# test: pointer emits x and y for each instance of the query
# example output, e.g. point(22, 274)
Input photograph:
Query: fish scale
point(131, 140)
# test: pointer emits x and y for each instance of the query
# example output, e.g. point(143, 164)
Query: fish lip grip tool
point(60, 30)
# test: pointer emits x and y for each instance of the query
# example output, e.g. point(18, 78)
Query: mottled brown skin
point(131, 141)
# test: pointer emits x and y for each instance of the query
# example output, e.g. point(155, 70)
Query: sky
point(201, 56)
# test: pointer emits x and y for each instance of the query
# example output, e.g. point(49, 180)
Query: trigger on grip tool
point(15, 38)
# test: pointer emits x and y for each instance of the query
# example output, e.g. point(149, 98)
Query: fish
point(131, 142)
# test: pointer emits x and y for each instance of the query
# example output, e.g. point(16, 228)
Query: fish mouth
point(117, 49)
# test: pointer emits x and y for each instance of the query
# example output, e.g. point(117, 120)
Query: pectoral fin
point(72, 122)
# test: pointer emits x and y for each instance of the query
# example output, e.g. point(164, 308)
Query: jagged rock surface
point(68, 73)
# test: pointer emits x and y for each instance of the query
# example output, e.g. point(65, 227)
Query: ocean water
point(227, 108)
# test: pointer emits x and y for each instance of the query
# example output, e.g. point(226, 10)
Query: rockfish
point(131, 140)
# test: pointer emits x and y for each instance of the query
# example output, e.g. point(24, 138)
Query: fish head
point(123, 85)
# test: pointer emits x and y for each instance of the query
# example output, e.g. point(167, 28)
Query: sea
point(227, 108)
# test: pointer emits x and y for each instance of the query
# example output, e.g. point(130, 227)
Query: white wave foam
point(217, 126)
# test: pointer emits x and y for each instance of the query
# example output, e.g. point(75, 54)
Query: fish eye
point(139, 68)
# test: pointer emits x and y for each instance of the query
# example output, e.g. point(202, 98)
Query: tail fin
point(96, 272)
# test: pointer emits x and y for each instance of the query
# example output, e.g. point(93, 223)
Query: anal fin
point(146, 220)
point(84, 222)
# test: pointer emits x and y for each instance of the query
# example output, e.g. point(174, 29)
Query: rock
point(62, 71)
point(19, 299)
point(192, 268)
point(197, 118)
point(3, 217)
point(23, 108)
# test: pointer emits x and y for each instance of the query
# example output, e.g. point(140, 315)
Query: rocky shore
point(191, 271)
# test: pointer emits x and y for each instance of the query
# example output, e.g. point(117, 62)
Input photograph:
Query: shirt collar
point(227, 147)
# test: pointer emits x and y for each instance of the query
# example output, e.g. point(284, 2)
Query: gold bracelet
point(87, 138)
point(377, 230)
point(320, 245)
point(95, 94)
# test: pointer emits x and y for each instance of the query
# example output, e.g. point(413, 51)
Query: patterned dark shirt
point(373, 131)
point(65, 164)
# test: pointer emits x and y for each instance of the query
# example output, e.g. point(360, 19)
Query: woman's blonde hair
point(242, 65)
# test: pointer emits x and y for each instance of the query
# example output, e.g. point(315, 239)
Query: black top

---------------

- _What is needed_: Set down every line of the listing above again, exactly as given.

- _Solved exercise_:
# test: pointer emits x and y for each instance of the query
# example output, e.g. point(22, 274)
Input photograph:
Query: fish scale
point(131, 140)
# test: pointer emits x and y for each instance of the query
# example output, e.g. point(143, 164)
Query: fish lip grip tool
point(60, 30)
# test: pointer emits x and y for each instance of the query
# example output, e.g. point(18, 78)
Query: mottled brown skin
point(131, 141)
# test: pointer emits x and y for each instance of the query
# example output, e.g. point(155, 70)
Query: sky
point(201, 56)
# test: pointer emits x and y for each instance of the query
# example output, e.g. point(49, 180)
Query: trigger on grip tool
point(15, 38)
# test: pointer emits x and y for each instance of the query
# example output, e.g. point(149, 98)
Query: fish
point(131, 142)
# test: pointer emits x and y for each instance of the query
# example output, e.g. point(16, 228)
Query: fish mouth
point(117, 49)
# test: pointer emits x and y for each instance of the query
# example output, e.g. point(117, 120)
Query: pectoral fin
point(72, 122)
# test: pointer emits x and y for each instance of the query
# example output, e.g. point(164, 308)
Query: jagged rock surface
point(68, 73)
# test: pointer emits x and y for each instance of the query
# example output, e.g. point(65, 227)
Query: ocean water
point(227, 108)
# test: pointer emits x and y for each instance of the query
# example output, e.g. point(226, 10)
Query: rockfish
point(131, 140)
# test: pointer emits x and y for each instance of the query
# example output, e.g. point(24, 138)
Query: fish head
point(123, 85)
# test: pointer emits x and y for each instance of the query
# example output, e.g. point(167, 28)
Query: sea
point(227, 108)
# test: pointer emits x and y for each instance of the query
# example output, e.g. point(130, 227)
Query: white wave foam
point(217, 126)
# test: pointer emits x and y for each instance of the query
# example output, e.g. point(75, 54)
Query: fish eye
point(139, 68)
# test: pointer emits x and y for each instance of the query
# example output, e.g. point(202, 98)
Query: tail fin
point(96, 272)
# test: pointer emits x and y for each instance of the query
# example output, e.g. point(93, 223)
Query: anal fin
point(146, 220)
point(84, 222)
# test: pointer emits x and y for each instance of the query
# example output, e.g. point(174, 29)
Query: rock
point(62, 71)
point(19, 299)
point(192, 268)
point(197, 118)
point(3, 217)
point(23, 108)
# test: pointer emits x and y for each instance of the query
# example output, e.g. point(140, 315)
Query: rocky shore
point(191, 271)
# test: pointer emits x and y for each instance of the query
# example output, e.g. point(117, 62)
Input photograph:
Query: shirt collar
point(227, 147)
# test: pointer emits x and y for each instance of the query
# example output, e.g. point(284, 2)
Query: gold bracelet
point(87, 138)
point(377, 230)
point(320, 245)
point(95, 94)
# test: pointer emits x and y for each instance of the query
# example output, e.g. point(413, 51)
Query: patterned dark shirt
point(373, 131)
point(65, 164)
# test: pointer emits x and y for each instance of the query
# example output, e.g. point(360, 19)
Query: woman's blonde hair
point(242, 65)
# test: pointer emits x and y for each instance of the query
# example output, e.g. point(315, 239)
Query: black top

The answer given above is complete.